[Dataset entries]
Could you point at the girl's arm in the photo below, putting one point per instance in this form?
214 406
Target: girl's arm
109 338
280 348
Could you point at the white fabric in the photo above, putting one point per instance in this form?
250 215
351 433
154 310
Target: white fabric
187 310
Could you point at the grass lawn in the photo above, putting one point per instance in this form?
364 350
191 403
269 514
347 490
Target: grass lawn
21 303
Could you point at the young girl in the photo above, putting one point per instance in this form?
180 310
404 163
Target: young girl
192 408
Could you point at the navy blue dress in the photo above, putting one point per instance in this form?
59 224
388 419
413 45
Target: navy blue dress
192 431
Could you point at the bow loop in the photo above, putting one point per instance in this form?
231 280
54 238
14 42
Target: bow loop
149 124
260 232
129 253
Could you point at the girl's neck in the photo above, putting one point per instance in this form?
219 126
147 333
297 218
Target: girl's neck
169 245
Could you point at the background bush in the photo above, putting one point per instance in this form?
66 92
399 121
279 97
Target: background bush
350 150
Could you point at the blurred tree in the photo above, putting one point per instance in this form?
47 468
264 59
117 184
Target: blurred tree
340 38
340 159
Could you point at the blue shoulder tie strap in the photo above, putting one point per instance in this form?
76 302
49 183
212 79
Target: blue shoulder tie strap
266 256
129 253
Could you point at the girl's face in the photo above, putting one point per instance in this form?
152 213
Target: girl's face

Instructions to follow: Copy out every line of the data above, requests included, scaling each answer coordinate by 0.95 and rounding to a whole number, with halves rounded up. Keep the requests and the sample numbers under them as they are.

Answer to this problem:
Could you point at the girl's arm in the photo below, putting one point per instance in this form?
214 406
Target: girl's arm
104 321
266 331
Could you point at the white fabric in the photo above, putting one point per instance in this form?
250 215
351 433
154 310
Target: white fabric
178 295
Could you point at the grass lawn in the photo above, putting one point per instance in this form?
364 350
191 403
269 514
347 490
Target: grass lawn
20 288
Could you point at the young girl in the photo above, putting one point per instance in this form?
180 310
404 163
Target: young girl
182 388
Could you point at the navy blue dress in the photo above, putting one point per instance in this form?
59 224
388 419
413 45
Target: navy blue dress
182 409
Could you point at the bow loop in the photo above, putting one point per instance in this form?
231 280
54 238
14 42
Target: bow loop
142 118
247 220
123 240
Could you point at the girl's neck in the photo above, putting one point per instance in this form?
219 126
147 333
297 218
Target: girl's neck
161 233
Could you point at the background bush in the photo above, putting one point per instance in this form?
66 92
399 121
279 97
Target: background bush
333 143
Could you point at the blurred tree in the photo above, putting one point per instance in this form?
47 468
264 59
117 184
Target: blurred tree
323 36
323 151
Could you point at the blue shoulder tie strap in the photo above, putting one point per instance in this form?
76 302
49 183
212 79
Target: blue shoulder tie strap
253 243
123 240
Could you point at the girl's face in the photo above, putting one point per instance in this form?
152 213
Target: girl's face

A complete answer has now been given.